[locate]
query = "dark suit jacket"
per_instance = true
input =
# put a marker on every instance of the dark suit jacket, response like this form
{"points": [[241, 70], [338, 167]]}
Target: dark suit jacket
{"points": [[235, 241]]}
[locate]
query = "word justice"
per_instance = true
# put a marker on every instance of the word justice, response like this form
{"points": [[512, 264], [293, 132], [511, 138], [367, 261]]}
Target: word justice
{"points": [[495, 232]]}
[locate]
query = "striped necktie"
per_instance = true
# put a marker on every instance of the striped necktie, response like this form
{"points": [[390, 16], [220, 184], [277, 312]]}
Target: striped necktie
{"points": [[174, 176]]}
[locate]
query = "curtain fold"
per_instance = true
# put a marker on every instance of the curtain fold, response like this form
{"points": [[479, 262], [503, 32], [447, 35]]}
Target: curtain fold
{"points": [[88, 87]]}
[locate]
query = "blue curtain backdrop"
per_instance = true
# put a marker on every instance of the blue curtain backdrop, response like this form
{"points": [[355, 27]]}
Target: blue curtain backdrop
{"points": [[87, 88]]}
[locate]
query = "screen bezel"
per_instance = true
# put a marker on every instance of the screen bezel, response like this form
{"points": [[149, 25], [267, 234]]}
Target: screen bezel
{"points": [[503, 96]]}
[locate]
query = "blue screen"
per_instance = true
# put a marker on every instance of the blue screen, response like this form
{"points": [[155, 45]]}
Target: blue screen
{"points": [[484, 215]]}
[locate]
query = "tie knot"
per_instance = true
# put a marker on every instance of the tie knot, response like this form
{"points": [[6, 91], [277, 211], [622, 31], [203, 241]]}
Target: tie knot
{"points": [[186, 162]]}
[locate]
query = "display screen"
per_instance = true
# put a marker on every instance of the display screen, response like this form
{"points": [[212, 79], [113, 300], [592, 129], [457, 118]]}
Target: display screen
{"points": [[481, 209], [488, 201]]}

----

Find every line in the records that contains the string "this", and copy each one out. Case counts.

# put a marker on every instance of the dark suit jacket, response like this form
# put a marker on every instance of the word justice, response like this form
# put a marker on every instance of the striped necktie, response like this form
# put a marker on every instance of the curtain fold, response like this form
# put a marker on every instance of the blue curtain backdrop, response like this form
# put a marker on every instance of the screen bezel, response like this form
# put a marker on every instance of the blue screen, response like this form
# put a marker on every instance of the tie knot, response like this form
# put a marker on every instance of the display screen, response like this form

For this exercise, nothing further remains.